Our research has placed great emphasis on the role of transportation, including its relation to commercial and pilgrimage routes. In our previous study, the importance of transportation in the formation of RRSs has been stressed (Wu et al. 2013). Through mapping, it has been identified that Buddhist institutions mostly spread along the transportation routes characterized by waterways. The role of transportation network in spreading a particular religion and cult has been also confirmed by social historians of religion. The construction of the Grand Canal was the most important project that connected the water systems of the Yellow River and the Yangzi River; both are east–west oriented. The so-called “Hydraulic religion” was thus developed along the waterways to offer religious protection. During the Ming and Qing dynasties, the state promoted the cult of the Fourth Son Golden Dragon Great King (Jinlong sidawang 金龍四大王) as the patron god of the Grand Canal and the Yellow River (Dodgen 1999). The Luo sect 羅教or Wuwei sect 無為教, popular in late imperial China, founded by a solider from Shandong called Luo Qing 罗清 (1442–1527), who developed his teachings when he was stationed in the Beijing area, was spread further to the south along the Grand Canal (ter Haar 2014; Overmyer 1978). The boatman population along the Grand Canal also developed complicated religious culture involving hydraulic gods, ritual opera, etc. (Lin 2012).
The spread of religion in the southeast coastal region, mostly the Fujian area, was particularly influenced by transportation. Despite the mountainous topography in this region, cities and towns were connected through waterways and highways, which played an important role in facilitating the exchange of goods and personnel. In a study on RRSs, I have identified a triangular area along the border of the three neighboring provinces, commonly known as northern Fujian (Minbei 闽北) and located at the border areas of today’s Zhejiang, Jiangxi, and Fujian. This “triangle area” used to be a transportation hub, but also a cluster of Buddhist temples (Wu et al. 2013, p. 188). Not only was Chan Buddhism developed along the transportation route; Christianity also spread along the waterways of the Min River from the coastal center of Fuzhou during the late Qing period (W. Wu 2008).
Often neglected is the role of the military system in transportation, communication, and internal immigration, especially after the Ming dynasty (1368–1644) when the system of military households and stations was established. The networks of garrisons and the movement of troops with their households provide additional channels for communication. In the Ming dynasty, military garrisons had their own territories and populations and were sometimes equivalent to local administrative units (Brook 1985; Dreyer 1988). Military systems even influenced immigration in the north and the spread of religion, such as the cult of Guan Yu 關羽, which was transmitted quickly through military garrisons in the early Ming dynasty (ter Haar 2017).

** Written exercise **
Can you sum up the text on transportation and the spread of religion in China in three sentences?

** Dataset content **
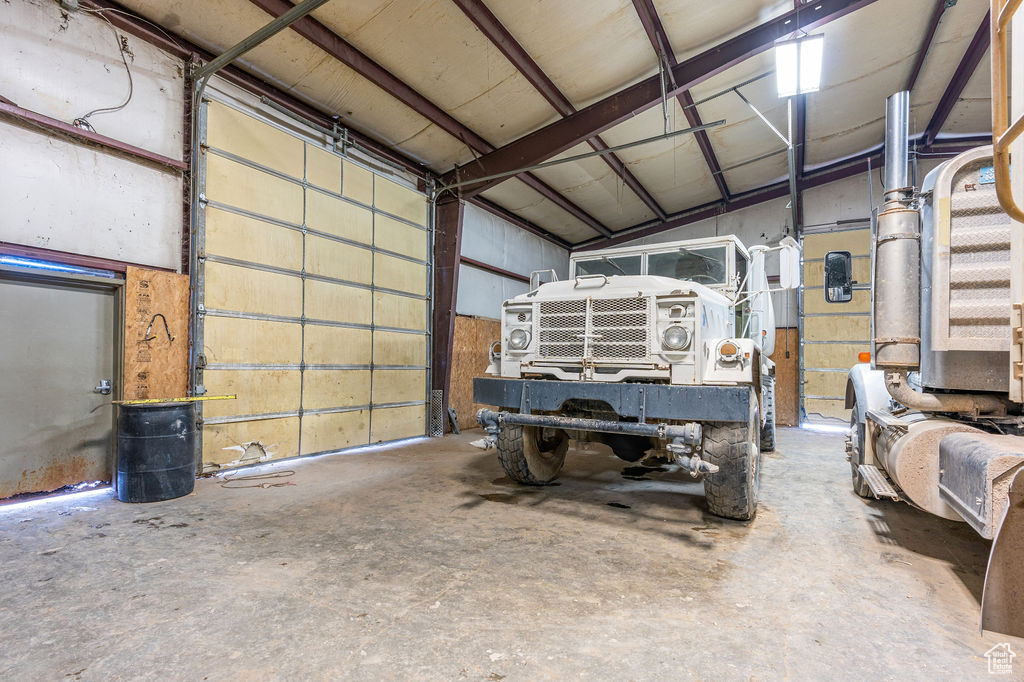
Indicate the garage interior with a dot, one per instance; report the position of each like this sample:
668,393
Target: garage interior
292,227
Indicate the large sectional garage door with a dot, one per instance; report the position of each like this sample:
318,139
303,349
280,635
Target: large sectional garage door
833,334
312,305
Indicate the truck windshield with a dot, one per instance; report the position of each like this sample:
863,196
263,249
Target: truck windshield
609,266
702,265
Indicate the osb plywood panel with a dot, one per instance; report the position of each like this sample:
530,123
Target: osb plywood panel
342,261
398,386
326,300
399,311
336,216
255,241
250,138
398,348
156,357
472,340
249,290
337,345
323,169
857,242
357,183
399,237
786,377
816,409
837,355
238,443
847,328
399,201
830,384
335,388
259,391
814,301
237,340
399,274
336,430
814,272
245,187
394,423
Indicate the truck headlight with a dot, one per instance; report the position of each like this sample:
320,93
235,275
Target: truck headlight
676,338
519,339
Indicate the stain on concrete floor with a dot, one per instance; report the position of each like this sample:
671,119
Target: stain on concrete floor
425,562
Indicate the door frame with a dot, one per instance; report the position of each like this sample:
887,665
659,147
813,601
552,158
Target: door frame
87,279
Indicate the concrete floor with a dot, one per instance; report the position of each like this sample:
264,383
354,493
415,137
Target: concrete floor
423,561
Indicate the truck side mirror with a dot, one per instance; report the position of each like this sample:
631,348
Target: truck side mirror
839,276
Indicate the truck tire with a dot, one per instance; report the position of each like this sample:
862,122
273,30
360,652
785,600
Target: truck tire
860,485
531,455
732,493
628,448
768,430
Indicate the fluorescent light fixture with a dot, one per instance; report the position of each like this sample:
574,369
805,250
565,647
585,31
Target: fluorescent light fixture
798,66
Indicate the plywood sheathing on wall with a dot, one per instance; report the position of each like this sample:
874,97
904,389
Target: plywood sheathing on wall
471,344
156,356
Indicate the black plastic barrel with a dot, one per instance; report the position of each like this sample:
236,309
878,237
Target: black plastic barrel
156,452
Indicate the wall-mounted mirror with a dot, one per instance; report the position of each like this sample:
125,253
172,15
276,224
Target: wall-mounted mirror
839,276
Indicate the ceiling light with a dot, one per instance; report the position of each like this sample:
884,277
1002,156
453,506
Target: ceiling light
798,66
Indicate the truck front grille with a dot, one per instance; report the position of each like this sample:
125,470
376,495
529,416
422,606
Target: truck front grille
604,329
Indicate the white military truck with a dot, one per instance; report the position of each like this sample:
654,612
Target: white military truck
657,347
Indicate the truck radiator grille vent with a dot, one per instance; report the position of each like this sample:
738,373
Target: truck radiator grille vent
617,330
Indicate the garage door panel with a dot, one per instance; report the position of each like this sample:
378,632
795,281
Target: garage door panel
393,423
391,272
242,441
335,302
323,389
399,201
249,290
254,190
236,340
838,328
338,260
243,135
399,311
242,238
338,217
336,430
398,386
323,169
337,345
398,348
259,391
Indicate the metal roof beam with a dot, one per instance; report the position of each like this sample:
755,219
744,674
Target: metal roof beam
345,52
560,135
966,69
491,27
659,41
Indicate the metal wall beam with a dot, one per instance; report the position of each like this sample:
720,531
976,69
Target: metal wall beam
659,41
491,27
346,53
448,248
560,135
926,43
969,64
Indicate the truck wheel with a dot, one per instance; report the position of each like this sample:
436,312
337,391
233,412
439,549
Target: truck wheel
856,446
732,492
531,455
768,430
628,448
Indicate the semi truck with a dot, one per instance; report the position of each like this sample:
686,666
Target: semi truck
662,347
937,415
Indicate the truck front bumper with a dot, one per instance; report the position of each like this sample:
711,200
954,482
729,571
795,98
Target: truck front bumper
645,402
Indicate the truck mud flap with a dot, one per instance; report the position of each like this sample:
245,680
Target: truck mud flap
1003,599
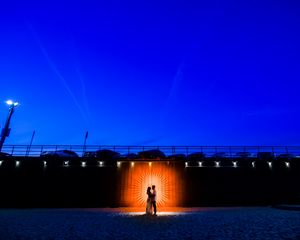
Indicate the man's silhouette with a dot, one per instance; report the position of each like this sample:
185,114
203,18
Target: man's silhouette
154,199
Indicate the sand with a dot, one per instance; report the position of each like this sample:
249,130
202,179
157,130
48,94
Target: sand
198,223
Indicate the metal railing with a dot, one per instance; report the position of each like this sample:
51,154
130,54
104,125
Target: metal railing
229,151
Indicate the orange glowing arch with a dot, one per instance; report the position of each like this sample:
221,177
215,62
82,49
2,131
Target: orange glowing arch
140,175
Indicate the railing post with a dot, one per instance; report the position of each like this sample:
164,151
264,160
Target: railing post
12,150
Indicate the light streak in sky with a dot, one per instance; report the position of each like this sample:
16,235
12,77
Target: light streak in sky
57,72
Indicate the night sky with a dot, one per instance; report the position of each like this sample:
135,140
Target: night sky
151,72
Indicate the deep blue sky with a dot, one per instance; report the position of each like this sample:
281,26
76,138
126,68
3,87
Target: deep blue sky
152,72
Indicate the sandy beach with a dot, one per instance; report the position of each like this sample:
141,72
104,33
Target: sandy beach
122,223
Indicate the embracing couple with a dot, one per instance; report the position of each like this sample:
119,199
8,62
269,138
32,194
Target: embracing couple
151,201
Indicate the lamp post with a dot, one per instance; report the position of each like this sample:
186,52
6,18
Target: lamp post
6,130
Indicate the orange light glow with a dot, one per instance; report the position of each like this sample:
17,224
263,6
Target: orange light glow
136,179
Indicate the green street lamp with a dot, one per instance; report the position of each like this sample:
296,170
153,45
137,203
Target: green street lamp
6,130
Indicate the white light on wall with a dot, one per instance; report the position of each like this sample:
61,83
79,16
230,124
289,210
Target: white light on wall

** Result **
Transportation, especially waterways, strongly shaped the spread of religion in China: Buddhist institutions mostly spread along water routes, and a "hydraulic religion," the state-promoted cult of the Fourth Son Golden Dragon Great King, and the Luo sect all developed or spread along the Grand Canal. In the southeast coastal region, mostly the Fujian area, waterways and highways connected cities and towns despite the mountains; a triangle area in northern Fujian was both a transportation hub and a cluster of Buddhist temples, and Christianity spread from Fuzhou along the Min River in the late Qing. The often-neglected military system also provided channels for communication after the Ming established military households and stations, and garrisons helped spread religion, such as the cult of Guan Yu in the early Ming.